◆ **Requirement**: All the data beneath this line is to be reproduced exactly.
BEGIN
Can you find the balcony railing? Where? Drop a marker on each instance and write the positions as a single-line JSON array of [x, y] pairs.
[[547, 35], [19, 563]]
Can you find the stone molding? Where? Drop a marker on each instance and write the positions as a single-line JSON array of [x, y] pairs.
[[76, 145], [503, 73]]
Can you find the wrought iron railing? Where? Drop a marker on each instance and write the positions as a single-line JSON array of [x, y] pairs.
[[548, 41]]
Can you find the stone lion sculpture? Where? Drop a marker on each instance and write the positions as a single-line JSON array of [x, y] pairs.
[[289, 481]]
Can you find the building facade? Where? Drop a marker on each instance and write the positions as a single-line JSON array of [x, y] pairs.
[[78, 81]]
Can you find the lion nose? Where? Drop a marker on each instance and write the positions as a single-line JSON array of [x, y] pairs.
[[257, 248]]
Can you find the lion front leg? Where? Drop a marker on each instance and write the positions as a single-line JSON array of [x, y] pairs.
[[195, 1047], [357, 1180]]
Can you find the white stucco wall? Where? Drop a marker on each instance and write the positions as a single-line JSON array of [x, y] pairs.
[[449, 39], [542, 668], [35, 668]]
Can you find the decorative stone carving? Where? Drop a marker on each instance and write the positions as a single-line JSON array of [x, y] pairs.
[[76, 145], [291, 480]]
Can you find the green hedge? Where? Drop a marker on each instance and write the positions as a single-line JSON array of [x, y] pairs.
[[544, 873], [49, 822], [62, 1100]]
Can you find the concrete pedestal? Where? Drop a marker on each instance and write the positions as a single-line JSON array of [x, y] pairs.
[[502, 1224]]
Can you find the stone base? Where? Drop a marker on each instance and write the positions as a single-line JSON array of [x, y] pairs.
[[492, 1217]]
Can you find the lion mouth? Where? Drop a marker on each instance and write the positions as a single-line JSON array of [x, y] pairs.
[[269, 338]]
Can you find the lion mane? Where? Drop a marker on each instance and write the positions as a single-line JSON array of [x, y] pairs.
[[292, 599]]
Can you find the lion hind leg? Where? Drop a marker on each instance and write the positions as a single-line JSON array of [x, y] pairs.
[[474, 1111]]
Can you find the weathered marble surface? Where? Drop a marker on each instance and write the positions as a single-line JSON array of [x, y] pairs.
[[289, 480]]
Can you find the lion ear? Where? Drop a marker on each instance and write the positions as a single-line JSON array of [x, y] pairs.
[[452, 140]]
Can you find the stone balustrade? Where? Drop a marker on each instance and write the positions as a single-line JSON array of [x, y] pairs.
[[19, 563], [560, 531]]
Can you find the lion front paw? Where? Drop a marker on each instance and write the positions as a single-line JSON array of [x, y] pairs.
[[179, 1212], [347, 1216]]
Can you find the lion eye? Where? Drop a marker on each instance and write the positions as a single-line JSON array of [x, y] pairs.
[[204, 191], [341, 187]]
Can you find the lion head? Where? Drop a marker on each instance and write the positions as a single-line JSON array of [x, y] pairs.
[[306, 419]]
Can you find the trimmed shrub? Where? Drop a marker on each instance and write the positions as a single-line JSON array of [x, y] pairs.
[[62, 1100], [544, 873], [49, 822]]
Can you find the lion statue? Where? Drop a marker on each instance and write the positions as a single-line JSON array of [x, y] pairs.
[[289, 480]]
END
◆ **Exercise answer**:
Can you find the balcony railing? Where? Drop a marker on each instance and write the positions as a single-line JSON array of [x, y] pairs.
[[547, 35], [19, 563]]
Can you find the stone molding? Where? Drop a marker on each instance and write the positions as a single-line JSON array of [x, y] pairs.
[[76, 145], [503, 73]]
Can you find the wrought iron railing? Where? Drop a marker on each instance and write the positions as a single-line JSON array of [x, y] pairs.
[[548, 41]]
Can you find the stone lion sculpture? Where? Drop a marker on each instance and write the positions as a single-line JSON array of [x, y] pairs.
[[289, 481]]
Can you find the building facade? Where? Drop a marker on each instance and write the positions as a single-line JSON array of [x, y] pairs.
[[78, 81]]
Can you find the lion nose? Where? Drop a marker on each instance and write the positions as a single-line JSON array of [x, y] pairs.
[[257, 248]]
Can you find the lion front leg? Where? Drop a marker on each instance and write the positions as a single-line JSON array of [x, y] pairs.
[[195, 1047], [357, 1180]]
Can you find the white stucco wall? Where? Drop a marker on each instance and write the positions as a single-line JSON array of [x, y] pairs.
[[449, 39], [542, 668], [35, 668]]
Can you find the decorative stone carving? Where? Drop a marker on each instance and write the positions as a single-line JSON array of [x, y] pairs.
[[76, 145], [291, 480]]
Can you find the green hedge? Where? Drop a marker on each instance and write the positions as a single-line JSON array of [x, y] pairs.
[[544, 873], [49, 822], [62, 1100]]
Can you find the concrete pedestal? Where? Drop a marker on each instance and write the positions as a single-line JSON array of [x, y] pairs.
[[502, 1224]]
Can you find the stone base? Where? Drop a marker on each instance and write the positions as a single-line JSON array of [x, y] pairs.
[[492, 1217]]
Can you find the lion mouth? Where? Drop a marker on each instance and write the positions as a single-line JSON array of [x, y] pairs.
[[269, 338]]
Can you find the lion mane? Where? Drop a marker on each instance and write the positions as a single-line JSON array of [x, y] pairs.
[[292, 599]]
Can you find the lion hind leg? Where? Drop a marker on each instance and write the positions as a single-line JSON array of [x, y] pairs.
[[474, 1111]]
Can you find the weathered marble surface? Where? Drop a marker on each instance and write the positions as a single-line JSON array of [x, y] pairs.
[[289, 480]]
Can you find the lion ear? Where? Drop a marker on each instance and write the positions as a single-line JSON array of [x, y] pairs.
[[452, 140]]
Can you find the stone balustrade? Where? Drop a marker on each instance and write the positions as a single-line JSON array of [x, y] pairs.
[[19, 563], [560, 531]]
Can you find the lion front paw? Where? Drop a marker on each instance and write the positions as a single-line JSON array of [x, y] pairs.
[[179, 1212], [347, 1216]]
Can you find the lion eye? Where? Drop a marker on each instance and write the positions as a single-line JSON array of [x, y] pairs.
[[204, 191], [341, 187]]
Can you find the lion head? Where? Drop a marker on each instance and write the positions as a single-line JSON array of [x, y] pairs.
[[306, 419]]
Can you find the trimmed shrub? Where? Drop a marker on each instance and write the positions as a single-line JSON array of [x, y] pairs.
[[62, 1100], [544, 873], [49, 822]]
Can you find the lion statue? Where? Drop a marker on each instance and write the positions as a single-line JSON array of [x, y] pairs.
[[289, 480]]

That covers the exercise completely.